But the reality is that, even if I had been told some great words of wisdom or knowledge “back then,” I would not have been ready to receive it. I would not have taken it to heart, I would not have understood the depth of it. It wasn’t time. My heart wasn’t mature, ready, or open to what God has for me like He does in the present.
I think that, at those times, I was stuck in my own opinions and rigid beliefs, even if those beliefs were adopted from other Christian leaders and people I respected. I certainly wasn’t open or ready for what God is showing me now, that’s for sure.
God had to get me to a place to be more open. I needed to go through some experiences, some suffering. I needed to repent just a little bit more, and a little bit more… sometimes a lot more of whatever the Holy Spirit presented to me. I needed humility to receive the messages from Jesus. I needed to learn how to listen. I needed a “heart of flesh” instead of a “heart of stone”.
I think that is how it is in Thin Within. We start out with the basics, we come and go into the program. We accept what we can hear and understand at the time, but old dieting beliefs prevail and we give up. We return to dieting because we haven’t quite believed that Thin Within will help us (at least not fast enough) only to find ourselves back again, wondering where we went wrong. We want weight loss, we want freedom, we want God, we want it all!
Yet, freedom in Christ seems too scary with Thin Within principles. We are torn because the world shouts that we can have something more secure and more predictable. The world says that we can keep our God and be “Fit and trim in 90 days” if we just follow their plan. The world tells us that all we need are formulas, pills, shakes, a meal plan on paper, lap-band surgery, the latest exercise machine, an external guru to lead us to freedom.
Let’s be honest, when all is said and done, we are seeking weight loss instead of God when we listen to the world. We are like toddlers who refuse to release our unbeliefs out of the clutches of our hands into His because we think what we want is so great. What’s an Abba Father to do?
Well, He can either pry our little fingers open on a bed of suffering so He can place what we really need in our hands, or He can wait until we willingly release our grip on what we find familiar and safe to bestow what He has wanted to give us. Given that God is patient with us, I think He prefers to wait until we come to Him with open hands. We have to believe that He has something much much better in mind for us than just weight loss. I believe he wants to give us open hands and open hearts to receive Him in greater measure.

● ● ● ● ● ● ●

ASSIGNMENT 1
Summarize the passage on Thin Within in two sentences.
ASSIGNMENT 2
In the passage on Thin Within, what kind of heart did the writer need instead of a "heart of stone"?
The stored items play no part in working with this text.

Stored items
● ● ● ● ● ● ●

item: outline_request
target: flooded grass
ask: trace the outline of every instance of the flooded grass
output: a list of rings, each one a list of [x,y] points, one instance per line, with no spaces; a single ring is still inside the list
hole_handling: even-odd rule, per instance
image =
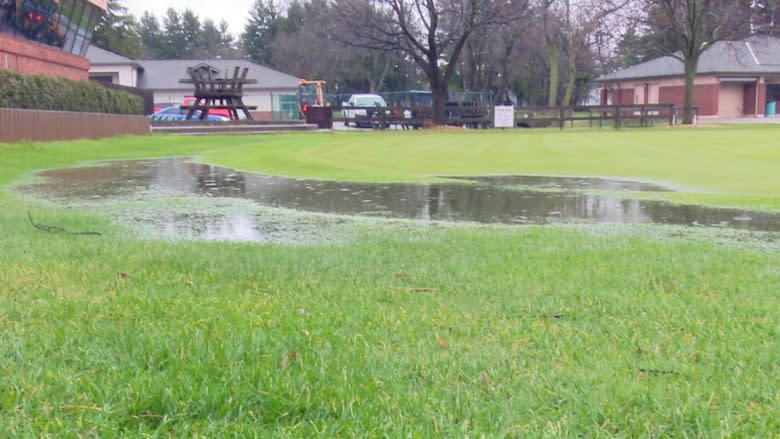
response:
[[[376,217],[780,230],[780,214],[632,199],[631,194],[670,189],[605,178],[491,176],[451,178],[455,183],[371,184],[258,175],[189,159],[107,162],[40,176],[43,181],[18,189],[71,207],[86,203],[106,209],[133,200],[133,207],[117,214],[118,221],[165,239],[305,242],[329,228],[324,218],[335,216],[351,218],[347,221]],[[156,208],[144,202],[155,200],[164,201]],[[279,220],[277,212],[289,218]]]
[[[0,147],[0,183],[209,148],[147,141]],[[776,234],[316,214],[325,239],[288,244],[138,239],[112,220],[201,210],[192,198],[62,207],[0,193],[4,435],[780,431]],[[297,220],[248,204],[219,207]],[[101,236],[49,234],[27,211]]]

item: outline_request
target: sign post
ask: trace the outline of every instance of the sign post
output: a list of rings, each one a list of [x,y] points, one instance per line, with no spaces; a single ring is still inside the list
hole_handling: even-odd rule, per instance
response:
[[[512,105],[496,105],[493,107],[493,126],[496,128],[514,128],[515,107]]]

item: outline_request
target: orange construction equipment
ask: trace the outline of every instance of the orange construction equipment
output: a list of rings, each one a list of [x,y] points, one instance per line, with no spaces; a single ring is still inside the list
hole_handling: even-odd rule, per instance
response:
[[[306,123],[333,128],[333,109],[325,102],[327,83],[301,79],[298,83],[298,110]]]

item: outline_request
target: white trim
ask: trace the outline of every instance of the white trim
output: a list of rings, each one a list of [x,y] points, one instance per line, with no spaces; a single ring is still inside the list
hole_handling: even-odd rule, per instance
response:
[[[753,52],[753,46],[750,45],[750,41],[745,41],[745,47],[747,47],[748,52],[750,52],[750,56],[753,57],[753,61],[756,63],[756,65],[760,65],[761,63],[758,61],[758,57],[756,56],[756,52]]]

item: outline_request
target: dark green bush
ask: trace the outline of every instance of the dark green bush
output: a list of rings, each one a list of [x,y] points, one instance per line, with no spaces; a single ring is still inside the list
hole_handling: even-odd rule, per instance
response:
[[[0,69],[0,108],[144,114],[144,101],[93,82],[22,76]]]

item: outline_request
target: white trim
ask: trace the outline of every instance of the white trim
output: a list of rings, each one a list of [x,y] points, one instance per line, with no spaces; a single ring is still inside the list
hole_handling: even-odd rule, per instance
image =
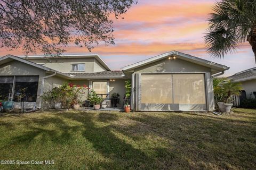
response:
[[[14,60],[17,60],[17,61],[20,61],[21,62],[22,62],[22,63],[26,63],[26,64],[29,64],[29,65],[31,65],[34,66],[36,67],[38,67],[38,68],[39,68],[39,69],[41,69],[42,70],[46,70],[46,71],[50,71],[51,70],[51,69],[45,67],[44,66],[42,66],[41,65],[37,64],[36,63],[33,63],[32,62],[30,62],[30,61],[27,61],[27,60],[24,60],[24,59],[22,59],[22,58],[19,58],[18,57],[13,56],[12,55],[6,55],[4,57],[1,57],[0,58],[0,61],[6,60],[6,59],[7,59],[7,58],[12,58]]]
[[[253,79],[256,79],[256,76],[252,76],[249,77],[249,78],[235,80],[233,81],[234,82],[241,82],[241,81],[245,81],[253,80]],[[231,79],[232,80],[232,78]]]
[[[89,88],[90,89],[93,89],[92,88],[92,84],[93,82],[107,82],[107,94],[108,94],[108,96],[107,99],[109,99],[109,80],[90,80],[89,81]]]
[[[85,63],[72,63],[71,64],[71,72],[85,72]],[[78,64],[83,64],[84,65],[84,70],[78,70]],[[73,65],[77,65],[77,70],[72,70],[73,69]]]
[[[18,57],[24,59],[43,59],[45,58],[57,58],[58,57],[65,57],[66,58],[96,58],[100,64],[107,70],[111,70],[110,68],[101,58],[101,57],[97,54],[67,54],[60,55],[31,55],[31,56],[19,56]]]

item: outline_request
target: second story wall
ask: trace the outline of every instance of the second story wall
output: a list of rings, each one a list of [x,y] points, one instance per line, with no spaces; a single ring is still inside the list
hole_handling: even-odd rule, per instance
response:
[[[94,58],[60,58],[27,59],[31,62],[41,64],[62,73],[94,73],[106,71],[106,69]],[[85,69],[83,71],[72,71],[72,65],[84,64]]]

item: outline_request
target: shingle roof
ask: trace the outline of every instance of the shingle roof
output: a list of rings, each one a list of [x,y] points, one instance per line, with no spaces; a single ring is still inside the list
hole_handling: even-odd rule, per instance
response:
[[[75,78],[118,78],[124,75],[122,71],[105,71],[96,73],[65,73]]]
[[[256,67],[236,73],[229,76],[229,78],[237,82],[256,79]]]

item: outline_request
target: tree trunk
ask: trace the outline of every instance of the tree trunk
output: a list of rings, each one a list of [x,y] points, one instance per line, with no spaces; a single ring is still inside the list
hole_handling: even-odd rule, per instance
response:
[[[256,27],[254,27],[250,32],[247,40],[252,46],[252,51],[254,53],[255,63],[256,63]]]

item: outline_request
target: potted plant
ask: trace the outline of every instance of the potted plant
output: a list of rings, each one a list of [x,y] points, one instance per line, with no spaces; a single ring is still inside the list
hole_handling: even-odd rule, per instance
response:
[[[60,109],[62,107],[62,94],[60,90],[60,88],[55,87],[52,90],[50,90],[42,96],[44,101],[46,101],[51,107],[53,107],[55,109]]]
[[[132,86],[131,80],[125,81],[125,95],[124,95],[124,112],[129,113],[131,111],[131,105],[130,105],[130,99],[131,98]]]
[[[217,105],[221,112],[229,113],[233,104],[232,96],[240,94],[242,90],[241,83],[234,82],[230,80],[222,79],[217,86],[214,87],[214,97],[218,97]]]
[[[100,108],[100,104],[104,100],[104,99],[97,95],[93,89],[91,90],[88,98],[90,103],[93,105],[94,110],[99,110]]]
[[[112,107],[117,107],[116,105],[120,103],[119,96],[120,95],[116,92],[114,92],[111,95],[111,105],[112,105]]]

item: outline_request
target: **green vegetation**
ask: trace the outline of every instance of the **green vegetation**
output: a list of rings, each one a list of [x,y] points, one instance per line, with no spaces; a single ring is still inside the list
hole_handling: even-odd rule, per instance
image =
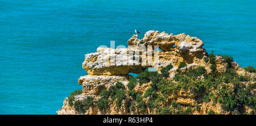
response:
[[[93,98],[91,96],[88,96],[82,100],[76,100],[74,103],[74,108],[79,112],[84,114],[90,106],[93,104]]]
[[[208,57],[207,62],[211,64],[210,73],[207,73],[205,68],[199,66],[190,69],[185,73],[176,73],[174,79],[170,80],[167,78],[169,75],[169,70],[173,68],[171,64],[163,68],[161,74],[144,70],[138,77],[130,78],[127,85],[129,90],[125,89],[122,83],[117,82],[109,90],[103,90],[100,94],[101,98],[94,103],[101,110],[109,107],[109,104],[114,103],[118,107],[124,105],[129,108],[130,114],[136,113],[136,108],[143,113],[148,108],[150,111],[155,110],[158,114],[192,114],[192,110],[200,112],[200,106],[197,104],[200,102],[210,103],[212,106],[218,103],[226,112],[245,114],[246,106],[253,110],[250,114],[255,114],[256,97],[251,94],[255,84],[250,83],[255,81],[255,78],[238,75],[232,67],[233,58],[229,56],[223,57],[229,65],[228,69],[224,73],[218,73],[216,69],[215,56],[212,53]],[[186,64],[183,61],[179,68],[185,66]],[[255,68],[251,66],[244,69],[255,73]],[[142,86],[150,82],[151,82],[151,87],[146,89],[144,94],[134,90],[138,83]],[[81,91],[71,93],[70,99],[72,99],[72,98],[73,99],[75,95],[81,93]],[[177,94],[195,96],[197,100],[201,101],[192,106],[180,104],[175,99],[170,100],[170,96]],[[76,101],[74,103],[75,109],[84,113],[86,108],[93,104],[92,98],[89,98],[83,101]],[[73,100],[71,103],[72,102]],[[207,113],[216,114],[212,110],[209,110]]]
[[[233,57],[229,57],[228,56],[225,56],[223,57],[223,58],[224,58],[225,61],[226,61],[226,62],[228,63],[228,68],[232,68],[232,62],[233,62]]]
[[[243,68],[243,69],[250,73],[256,73],[256,68],[253,68],[253,66],[251,65]]]
[[[82,91],[80,90],[77,90],[76,91],[74,91],[73,92],[71,93],[69,96],[68,97],[68,104],[70,106],[73,105],[73,101],[74,101],[75,99],[75,96],[80,95],[82,94]]]
[[[213,115],[214,112],[212,109],[210,109],[210,110],[209,110],[209,111],[208,112],[208,115]]]
[[[180,69],[180,68],[184,68],[184,67],[185,67],[185,66],[187,66],[187,64],[186,64],[186,63],[185,62],[185,61],[183,61],[183,62],[181,62],[180,63],[180,65],[179,65],[179,67],[178,67],[178,68],[179,68],[179,69]]]
[[[163,68],[160,71],[163,77],[168,77],[169,76],[169,70],[173,68],[174,66],[172,64],[169,64],[166,67]]]

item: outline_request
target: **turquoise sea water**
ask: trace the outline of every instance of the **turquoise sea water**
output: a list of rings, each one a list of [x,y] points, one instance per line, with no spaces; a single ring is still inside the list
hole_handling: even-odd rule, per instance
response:
[[[255,67],[255,0],[0,0],[0,114],[56,114],[81,89],[84,54],[110,40],[127,46],[134,29],[184,32],[209,52]]]

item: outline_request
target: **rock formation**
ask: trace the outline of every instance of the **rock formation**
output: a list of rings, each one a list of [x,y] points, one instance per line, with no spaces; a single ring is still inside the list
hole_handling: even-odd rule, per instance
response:
[[[108,90],[110,87],[114,86],[117,82],[122,82],[125,90],[129,90],[127,86],[129,82],[130,73],[140,73],[146,69],[153,68],[160,73],[161,69],[167,65],[171,64],[173,67],[168,70],[168,80],[173,79],[177,73],[184,73],[189,70],[204,67],[207,73],[212,73],[212,65],[209,61],[209,55],[205,49],[203,48],[203,42],[196,37],[191,37],[185,33],[177,35],[170,35],[158,31],[149,31],[144,35],[142,39],[138,39],[138,36],[133,36],[128,40],[127,48],[112,49],[110,48],[99,48],[97,52],[85,54],[82,68],[87,72],[88,75],[81,76],[79,79],[79,84],[82,87],[82,93],[75,96],[74,103],[77,100],[86,99],[92,96],[96,101],[101,98],[100,94],[104,90]],[[144,47],[143,47],[144,46]],[[156,50],[156,46],[160,48]],[[146,47],[145,48],[141,47]],[[134,54],[138,53],[137,55]],[[131,52],[131,53],[130,53]],[[137,58],[138,60],[135,59]],[[113,60],[114,59],[114,60]],[[146,61],[143,62],[142,61]],[[186,66],[179,69],[181,62],[185,62]],[[228,69],[228,64],[222,56],[215,56],[214,65],[216,70],[225,72]],[[240,74],[250,75],[255,78],[255,73],[249,73],[239,67],[238,65],[232,62],[232,68]],[[199,77],[203,79],[204,77]],[[137,85],[134,90],[135,93],[144,94],[147,89],[151,88],[151,82]],[[253,83],[255,84],[255,82]],[[255,87],[254,87],[255,88]],[[255,91],[255,89],[253,90]],[[189,92],[191,91],[191,92]],[[192,91],[180,90],[176,94],[170,94],[166,103],[172,100],[181,104],[181,108],[185,109],[188,106],[195,107],[200,104],[200,111],[196,111],[195,107],[192,109],[193,114],[207,114],[209,110],[218,114],[229,114],[221,108],[219,103],[212,105],[212,101],[206,103],[199,102],[198,96],[200,94],[193,93]],[[160,93],[158,93],[159,94]],[[145,104],[148,101],[143,98]],[[113,101],[115,101],[114,100]],[[66,98],[62,108],[57,112],[58,114],[158,114],[156,109],[146,107],[146,110],[141,111],[135,108],[133,112],[129,112],[129,108],[125,106],[124,100],[121,101],[121,106],[117,107],[115,102],[108,103],[110,107],[101,110],[95,104],[87,108],[87,111],[81,113],[76,110],[74,106],[68,103]],[[165,103],[165,102],[164,102]],[[159,106],[164,104],[159,103]],[[166,104],[166,103],[164,103]],[[249,110],[248,110],[250,111]],[[251,110],[251,111],[252,110]]]

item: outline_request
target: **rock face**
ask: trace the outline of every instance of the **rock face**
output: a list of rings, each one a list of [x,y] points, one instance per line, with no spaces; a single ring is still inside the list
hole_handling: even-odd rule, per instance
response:
[[[180,62],[185,61],[188,64],[207,66],[209,70],[207,67],[209,65],[204,61],[208,58],[205,49],[203,48],[204,43],[197,37],[185,33],[168,35],[158,31],[147,32],[142,40],[137,37],[133,35],[128,40],[129,47],[127,49],[99,48],[97,52],[85,54],[82,68],[90,75],[126,75],[129,73],[139,73],[142,69],[151,67],[158,70],[170,63],[177,67]],[[152,50],[155,45],[162,51]],[[143,46],[146,51],[142,49]],[[131,54],[129,54],[130,52]],[[133,54],[135,52],[138,54]],[[148,56],[148,52],[151,56]],[[156,54],[157,57],[155,56]],[[148,63],[151,61],[148,59],[152,61],[151,64]],[[143,64],[143,60],[147,61],[146,63]],[[225,70],[226,69],[225,64],[220,60],[217,69]]]
[[[137,35],[133,35],[128,40],[127,48],[112,49],[110,48],[98,48],[97,52],[85,54],[82,68],[87,72],[88,75],[81,76],[79,79],[79,84],[82,87],[82,94],[76,96],[75,101],[83,99],[87,96],[92,96],[93,99],[98,99],[102,90],[108,90],[117,82],[121,82],[127,89],[130,73],[140,73],[145,69],[153,68],[159,73],[163,67],[171,64],[173,68],[169,72],[170,78],[173,78],[177,71],[186,72],[189,69],[198,66],[204,66],[207,73],[211,72],[211,65],[209,61],[207,52],[203,48],[203,42],[196,37],[191,37],[185,33],[177,35],[170,35],[158,31],[148,31],[140,40]],[[160,49],[158,50],[159,47]],[[143,62],[143,61],[144,61]],[[181,62],[185,61],[187,66],[178,69]],[[221,56],[214,59],[216,69],[218,72],[225,72],[228,69],[228,63]],[[233,67],[240,74],[245,74],[245,70],[239,67],[236,62],[232,63]],[[255,77],[255,74],[251,75]],[[135,92],[143,94],[146,90],[151,87],[150,83],[138,85],[134,87]],[[186,106],[195,106],[197,94],[180,93],[170,96],[168,100],[176,99],[177,103]],[[147,100],[144,99],[147,103]],[[168,101],[167,101],[168,102]],[[195,114],[207,114],[208,108],[210,104],[200,104],[201,111],[196,112],[192,109]],[[110,108],[105,111],[99,110],[97,107],[90,107],[85,114],[127,114],[127,108],[122,104],[120,107],[109,103]],[[162,106],[162,105],[159,105]],[[210,107],[212,110],[224,114],[220,105]],[[156,114],[156,110],[147,108],[143,112],[135,108],[133,114]],[[58,114],[80,114],[68,104],[68,98],[66,98],[61,109],[57,112]]]

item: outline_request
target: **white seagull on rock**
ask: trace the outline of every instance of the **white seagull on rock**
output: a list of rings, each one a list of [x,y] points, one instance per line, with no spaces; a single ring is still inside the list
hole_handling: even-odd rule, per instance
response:
[[[141,32],[137,31],[136,30],[135,30],[135,32],[136,33],[141,33]]]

● ● ● ● ● ● ●

ANSWER SPACE 1
The writer says that back then they were not ready to receive wisdom from God, and that God had to bring them to a more open place through suffering, repentance, and humility. Likewise, people in Thin Within often go back to the world's dieting plans because they seek weight loss instead of God, and the writer believes God prefers to wait until they come to Him with open hands.

ANSWER SPACE 2
A "heart of flesh."